Task goal:
List every line of the records that contains the word "plant".
━━━ Records supplied ━━━
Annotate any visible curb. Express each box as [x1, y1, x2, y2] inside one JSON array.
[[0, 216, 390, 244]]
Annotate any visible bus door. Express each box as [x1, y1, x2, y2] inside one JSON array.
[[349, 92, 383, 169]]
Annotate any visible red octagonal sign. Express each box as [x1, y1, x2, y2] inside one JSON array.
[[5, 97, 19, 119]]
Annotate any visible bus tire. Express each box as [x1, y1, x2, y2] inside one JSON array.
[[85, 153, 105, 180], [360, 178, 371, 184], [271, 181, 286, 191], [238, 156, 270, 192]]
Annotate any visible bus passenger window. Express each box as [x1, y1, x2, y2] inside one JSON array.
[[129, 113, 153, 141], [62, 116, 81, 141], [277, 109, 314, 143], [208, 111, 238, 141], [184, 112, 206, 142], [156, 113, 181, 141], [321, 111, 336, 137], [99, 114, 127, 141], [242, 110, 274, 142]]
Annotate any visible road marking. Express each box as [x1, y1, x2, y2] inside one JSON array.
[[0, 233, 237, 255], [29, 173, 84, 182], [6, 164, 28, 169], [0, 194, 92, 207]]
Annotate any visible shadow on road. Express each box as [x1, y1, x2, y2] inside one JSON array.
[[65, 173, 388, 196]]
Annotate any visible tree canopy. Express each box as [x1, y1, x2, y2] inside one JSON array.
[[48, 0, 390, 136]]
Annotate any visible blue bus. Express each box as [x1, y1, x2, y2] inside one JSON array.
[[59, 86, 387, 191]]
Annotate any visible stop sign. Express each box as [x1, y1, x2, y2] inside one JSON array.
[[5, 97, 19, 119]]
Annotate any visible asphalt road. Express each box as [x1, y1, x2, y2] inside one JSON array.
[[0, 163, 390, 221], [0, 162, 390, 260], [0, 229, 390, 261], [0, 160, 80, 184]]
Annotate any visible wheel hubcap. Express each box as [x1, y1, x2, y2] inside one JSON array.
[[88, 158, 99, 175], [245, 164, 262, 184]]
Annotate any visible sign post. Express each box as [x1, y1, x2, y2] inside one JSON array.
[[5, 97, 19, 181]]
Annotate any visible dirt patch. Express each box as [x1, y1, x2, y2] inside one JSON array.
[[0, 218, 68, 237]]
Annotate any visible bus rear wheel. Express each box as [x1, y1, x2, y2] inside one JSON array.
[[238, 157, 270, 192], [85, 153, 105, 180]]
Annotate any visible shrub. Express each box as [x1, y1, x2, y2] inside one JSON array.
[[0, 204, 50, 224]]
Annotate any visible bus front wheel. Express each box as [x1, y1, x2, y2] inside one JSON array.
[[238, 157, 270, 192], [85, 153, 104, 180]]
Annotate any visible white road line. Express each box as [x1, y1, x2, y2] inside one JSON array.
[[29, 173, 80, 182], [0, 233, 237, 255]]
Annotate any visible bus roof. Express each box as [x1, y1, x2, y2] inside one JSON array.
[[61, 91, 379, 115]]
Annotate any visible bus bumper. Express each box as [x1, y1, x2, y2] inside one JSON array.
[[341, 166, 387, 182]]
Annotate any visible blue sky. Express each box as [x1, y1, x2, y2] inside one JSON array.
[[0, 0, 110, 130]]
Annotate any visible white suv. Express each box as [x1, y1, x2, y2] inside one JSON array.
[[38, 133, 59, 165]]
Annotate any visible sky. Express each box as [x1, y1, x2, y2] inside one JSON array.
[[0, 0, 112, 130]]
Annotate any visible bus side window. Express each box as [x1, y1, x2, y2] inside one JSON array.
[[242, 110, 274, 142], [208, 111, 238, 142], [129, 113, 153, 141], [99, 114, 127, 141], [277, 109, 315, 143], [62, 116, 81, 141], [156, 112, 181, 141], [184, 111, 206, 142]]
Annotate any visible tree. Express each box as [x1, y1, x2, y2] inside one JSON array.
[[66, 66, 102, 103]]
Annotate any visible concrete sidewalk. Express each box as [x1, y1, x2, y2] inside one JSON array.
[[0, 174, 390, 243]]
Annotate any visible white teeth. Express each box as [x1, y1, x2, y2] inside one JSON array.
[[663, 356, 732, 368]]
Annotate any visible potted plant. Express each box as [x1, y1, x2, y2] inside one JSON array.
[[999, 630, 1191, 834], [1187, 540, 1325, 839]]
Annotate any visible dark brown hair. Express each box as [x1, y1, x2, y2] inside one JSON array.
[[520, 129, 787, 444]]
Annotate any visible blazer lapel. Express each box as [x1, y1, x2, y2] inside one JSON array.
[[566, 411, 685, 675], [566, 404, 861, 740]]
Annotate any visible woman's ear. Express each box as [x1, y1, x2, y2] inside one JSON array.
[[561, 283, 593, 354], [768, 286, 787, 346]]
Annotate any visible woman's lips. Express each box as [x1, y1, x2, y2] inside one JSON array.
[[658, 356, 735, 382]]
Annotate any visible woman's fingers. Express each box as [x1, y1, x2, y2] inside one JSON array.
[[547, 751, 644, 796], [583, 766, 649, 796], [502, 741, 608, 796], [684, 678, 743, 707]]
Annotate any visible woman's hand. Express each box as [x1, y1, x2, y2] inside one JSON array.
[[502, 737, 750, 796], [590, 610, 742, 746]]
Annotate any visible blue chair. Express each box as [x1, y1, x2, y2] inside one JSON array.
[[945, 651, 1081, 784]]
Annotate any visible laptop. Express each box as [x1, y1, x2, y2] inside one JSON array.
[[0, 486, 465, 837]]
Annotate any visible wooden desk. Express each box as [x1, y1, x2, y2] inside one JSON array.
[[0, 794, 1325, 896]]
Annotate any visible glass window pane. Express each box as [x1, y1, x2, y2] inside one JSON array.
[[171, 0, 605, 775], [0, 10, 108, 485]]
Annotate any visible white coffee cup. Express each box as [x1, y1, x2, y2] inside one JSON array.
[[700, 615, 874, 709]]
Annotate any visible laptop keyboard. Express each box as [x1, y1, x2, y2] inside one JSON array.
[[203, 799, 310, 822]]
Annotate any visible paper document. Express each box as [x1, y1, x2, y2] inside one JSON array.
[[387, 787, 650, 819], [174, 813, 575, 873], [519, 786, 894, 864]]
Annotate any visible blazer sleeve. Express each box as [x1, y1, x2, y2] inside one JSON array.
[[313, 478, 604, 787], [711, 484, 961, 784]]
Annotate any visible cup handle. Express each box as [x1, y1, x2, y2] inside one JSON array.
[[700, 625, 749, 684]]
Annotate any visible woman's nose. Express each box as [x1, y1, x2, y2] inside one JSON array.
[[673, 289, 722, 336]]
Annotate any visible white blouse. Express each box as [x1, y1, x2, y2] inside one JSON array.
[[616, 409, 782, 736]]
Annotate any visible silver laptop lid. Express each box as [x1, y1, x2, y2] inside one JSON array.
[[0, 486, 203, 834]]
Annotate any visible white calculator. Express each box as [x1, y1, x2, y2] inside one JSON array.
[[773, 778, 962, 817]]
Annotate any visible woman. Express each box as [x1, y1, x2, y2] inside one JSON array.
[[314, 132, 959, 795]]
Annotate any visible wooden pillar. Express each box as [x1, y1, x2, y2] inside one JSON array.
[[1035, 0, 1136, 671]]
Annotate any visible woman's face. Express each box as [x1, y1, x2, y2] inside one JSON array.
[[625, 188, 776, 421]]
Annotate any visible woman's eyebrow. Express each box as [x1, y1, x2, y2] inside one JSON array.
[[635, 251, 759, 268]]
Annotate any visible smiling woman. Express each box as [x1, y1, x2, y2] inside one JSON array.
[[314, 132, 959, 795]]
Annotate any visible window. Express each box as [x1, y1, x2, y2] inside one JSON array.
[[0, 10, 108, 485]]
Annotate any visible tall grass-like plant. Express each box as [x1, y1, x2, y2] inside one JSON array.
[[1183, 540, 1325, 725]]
━━━
Full response:
Annotate any visible potted plant. Express each box as [x1, y1, x2, y2] inside one JSON array.
Annotate any visible tall grass-like plant. Express each box as [x1, y1, x2, y2] inside one JSON array.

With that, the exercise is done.